--- WHAT YOU ARE ASKED TO DO ---
Copy the lines from the start of the records below through the line containing "negative clicks: (332, 383)", both included, and leave out the pictures.

--- EXERCISE INPUTS ---
..............................
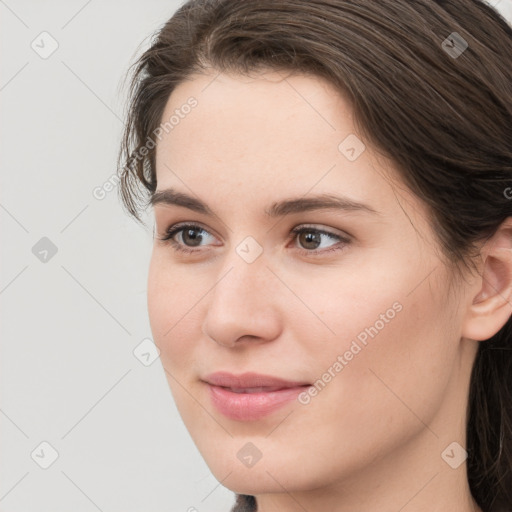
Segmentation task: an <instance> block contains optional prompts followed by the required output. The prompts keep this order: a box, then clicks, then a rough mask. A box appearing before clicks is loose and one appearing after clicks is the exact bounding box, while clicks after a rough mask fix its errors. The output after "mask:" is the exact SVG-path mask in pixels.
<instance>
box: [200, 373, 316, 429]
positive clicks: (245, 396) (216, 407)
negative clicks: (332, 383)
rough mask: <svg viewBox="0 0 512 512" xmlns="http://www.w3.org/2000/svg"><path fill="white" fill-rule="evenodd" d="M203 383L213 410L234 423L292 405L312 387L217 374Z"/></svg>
mask: <svg viewBox="0 0 512 512" xmlns="http://www.w3.org/2000/svg"><path fill="white" fill-rule="evenodd" d="M203 381H204V382H205V384H206V385H207V387H208V388H209V392H210V393H209V394H210V400H211V402H212V404H213V406H214V407H215V408H216V409H217V411H219V412H220V413H221V414H223V415H224V416H226V417H228V418H229V419H232V420H235V421H256V420H259V419H261V418H264V417H265V416H269V415H271V414H272V413H273V412H275V411H276V410H278V409H281V408H282V407H284V406H286V405H287V404H290V403H291V402H293V401H294V400H295V399H296V397H297V395H298V394H299V393H301V392H302V391H304V390H305V389H306V388H307V387H309V386H310V385H311V384H309V383H305V382H303V381H302V382H301V381H285V380H283V379H280V378H278V377H273V376H268V375H260V374H256V373H245V374H242V375H233V374H229V373H226V372H218V373H215V374H211V375H209V376H207V377H206V378H205V379H203Z"/></svg>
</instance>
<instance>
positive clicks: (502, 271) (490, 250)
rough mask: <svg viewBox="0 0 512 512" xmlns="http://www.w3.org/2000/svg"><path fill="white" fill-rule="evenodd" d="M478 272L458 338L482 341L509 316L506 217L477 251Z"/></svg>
mask: <svg viewBox="0 0 512 512" xmlns="http://www.w3.org/2000/svg"><path fill="white" fill-rule="evenodd" d="M481 256H482V261H483V265H482V271H481V275H480V276H479V278H478V279H477V280H476V281H475V288H476V293H474V291H473V292H472V297H470V299H471V302H470V304H469V305H468V310H467V314H466V318H465V321H464V324H463V326H462V327H463V329H462V336H463V337H465V338H469V339H473V340H476V341H484V340H487V339H489V338H491V337H492V336H494V335H495V334H496V333H497V332H498V331H499V330H500V329H501V328H502V327H503V326H504V325H505V323H506V322H507V320H508V319H509V318H510V315H511V314H512V218H510V217H509V218H507V219H506V220H505V221H503V223H502V224H501V226H500V227H499V228H498V230H497V231H496V233H495V234H494V235H493V236H492V237H491V238H490V239H489V240H488V241H487V242H486V243H485V244H484V246H483V247H482V250H481Z"/></svg>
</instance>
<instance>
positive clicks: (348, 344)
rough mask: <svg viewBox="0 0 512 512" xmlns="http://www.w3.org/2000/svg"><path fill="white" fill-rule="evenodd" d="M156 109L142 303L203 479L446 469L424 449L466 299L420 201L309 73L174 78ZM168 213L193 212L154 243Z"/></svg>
mask: <svg viewBox="0 0 512 512" xmlns="http://www.w3.org/2000/svg"><path fill="white" fill-rule="evenodd" d="M172 116H174V117H172ZM170 119H171V121H170V124H169V123H168V124H167V126H166V129H164V130H163V131H162V132H161V135H162V136H161V140H160V141H159V142H158V146H157V160H156V166H157V181H158V187H157V193H158V194H157V195H156V196H155V201H154V212H155V219H156V228H155V231H156V234H155V235H156V236H155V242H154V248H153V254H152V259H151V265H150V272H149V283H148V307H149V315H150V322H151V328H152V331H153V335H154V340H155V343H156V344H157V346H158V347H159V349H160V351H161V361H162V364H163V366H164V368H165V370H166V375H167V378H168V382H169V385H170V388H171V390H172V394H173V396H174V399H175V401H176V404H177V407H178V409H179V411H180V414H181V415H182V417H183V420H184V422H185V425H186V427H187V428H188V430H189V431H190V434H191V436H192V438H193V440H194V442H195V443H196V445H197V447H198V449H199V450H200V452H201V453H202V455H203V457H204V458H205V460H206V462H207V464H208V465H209V467H210V468H211V470H212V472H213V474H214V475H215V476H216V477H217V478H218V479H219V481H222V483H223V485H225V486H226V487H228V488H230V489H232V490H234V491H236V492H240V493H247V494H258V493H266V492H283V489H286V490H287V491H290V492H292V491H297V492H298V491H300V490H308V489H309V490H313V489H318V488H321V487H325V486H329V485H334V484H337V483H342V484H343V483H345V484H347V485H348V483H350V485H351V486H357V485H358V484H357V482H359V481H360V478H359V477H360V476H362V475H366V476H368V477H370V475H372V478H373V479H374V480H372V481H373V483H374V484H376V485H378V482H379V479H380V478H381V477H382V475H383V471H381V470H384V468H386V471H387V474H386V478H388V482H389V477H390V475H393V472H394V471H397V472H398V471H400V474H401V478H402V484H403V483H404V478H409V477H410V478H415V479H417V484H418V486H417V488H418V489H419V488H420V487H421V486H422V485H423V484H425V483H426V482H427V480H428V479H429V478H430V477H432V474H433V471H434V470H436V471H441V472H443V471H446V472H450V471H453V470H452V469H451V468H450V467H449V466H448V465H447V464H446V463H445V462H444V461H443V460H442V457H441V452H442V451H443V450H444V449H445V448H446V447H447V446H448V445H449V444H450V443H452V442H458V443H459V444H461V445H464V437H463V436H464V429H465V425H464V423H463V422H461V421H460V418H461V417H463V412H464V411H465V397H466V393H467V385H468V382H469V369H470V365H471V362H472V358H473V357H474V353H475V352H474V350H475V347H474V345H473V344H470V343H469V342H468V343H465V344H464V343H461V340H460V337H461V336H460V331H461V323H462V321H463V313H464V306H465V304H467V303H468V301H469V296H466V295H464V293H463V291H464V290H463V289H462V288H457V289H456V290H455V292H453V290H449V285H450V282H449V281H450V274H449V273H448V271H447V269H446V268H445V267H444V266H443V263H442V261H441V259H440V250H439V244H438V242H437V241H436V239H435V237H434V234H433V232H432V230H431V227H430V225H429V222H428V217H427V213H426V209H425V207H424V205H423V203H422V202H421V201H420V200H419V199H418V198H416V197H415V196H413V195H412V194H411V193H410V192H409V191H408V190H407V189H406V188H405V187H404V186H403V185H400V180H399V179H398V177H397V174H396V171H395V169H393V167H392V165H391V163H390V162H389V161H387V160H385V159H384V158H383V157H382V156H379V155H378V154H377V152H376V151H374V150H373V149H372V148H371V147H370V146H369V145H368V144H366V146H364V145H363V142H364V141H361V137H360V136H358V134H357V132H356V128H355V126H354V123H353V115H352V112H351V109H350V106H349V104H348V103H347V102H346V101H344V100H343V98H342V97H340V95H339V94H337V93H336V92H335V90H334V89H333V88H331V86H329V85H328V84H326V83H325V82H324V81H322V80H320V79H319V78H314V77H306V76H302V75H292V76H288V77H284V74H278V73H277V72H268V73H266V74H259V75H258V76H257V77H256V78H248V77H243V76H238V75H227V74H219V75H217V74H216V73H215V74H214V73H212V74H211V75H204V76H199V75H197V76H194V77H193V79H191V80H189V81H187V82H185V83H183V84H181V85H180V86H179V87H177V89H175V91H174V92H173V93H172V95H171V97H170V99H169V101H168V103H167V106H166V109H165V113H164V115H163V117H162V123H165V122H167V121H169V120H170ZM170 189H172V192H173V193H172V194H171V193H170ZM164 191H168V192H167V193H164V194H160V192H164ZM177 194H179V195H178V196H177ZM185 196H189V197H190V199H189V200H187V201H180V203H181V204H180V205H177V204H173V203H175V199H176V198H177V197H178V198H179V199H180V198H181V199H184V198H185ZM327 200H329V201H330V202H331V207H329V208H328V207H325V206H323V202H324V201H327ZM335 203H337V206H336V205H335ZM198 205H203V206H198ZM178 223H179V224H180V226H183V225H184V224H185V225H187V224H192V225H193V226H192V227H190V226H188V227H186V228H185V229H182V231H178V232H177V233H175V234H174V235H173V236H172V240H173V241H174V242H175V245H173V244H172V243H171V242H170V241H167V242H164V241H162V240H160V238H163V237H164V236H165V235H166V232H167V231H168V230H169V228H173V227H175V226H176V225H177V224H178ZM296 228H299V229H303V231H302V233H300V232H299V233H294V232H293V230H295V229H296ZM176 247H179V248H181V249H185V250H187V249H188V250H189V251H193V252H191V253H190V252H181V251H179V250H177V249H176ZM217 372H226V373H228V374H231V380H229V379H228V380H218V381H215V378H214V377H212V374H214V373H217ZM254 373H255V374H261V375H264V376H267V377H274V378H277V379H281V380H283V381H286V382H285V383H283V382H281V381H279V382H272V381H270V380H268V379H265V378H250V377H251V376H250V375H245V376H244V374H254ZM228 377H229V376H228ZM238 377H241V379H238ZM244 377H246V378H245V380H244ZM253 377H254V376H253ZM208 381H209V382H210V383H208ZM213 384H218V386H213ZM308 385H309V386H308ZM283 386H284V389H283ZM299 386H301V387H299ZM235 388H236V389H235ZM279 388H281V389H280V390H279ZM456 456H457V457H461V455H460V454H457V452H456ZM420 459H421V465H416V466H415V465H414V464H412V461H415V460H420ZM405 467H407V468H409V470H408V471H406V472H405V473H406V474H405V476H404V468H405ZM356 476H357V478H356ZM343 485H344V484H343ZM352 488H355V487H352ZM408 496H409V497H410V495H408Z"/></svg>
..............................
--- SOLVED PROBLEM ---
Segmentation task: an <instance> block contains optional prompts followed by the required output. The prompts keep this order: a box, then clicks, then a rough mask. A box appearing before clicks is loose and one appearing after clicks is the exact bounding box, while clicks after a rough mask fix its errors. The output after "mask:" is the exact SVG-path mask in pixels.
<instance>
box: [200, 373, 316, 429]
positive clicks: (245, 396) (216, 407)
negative clicks: (332, 383)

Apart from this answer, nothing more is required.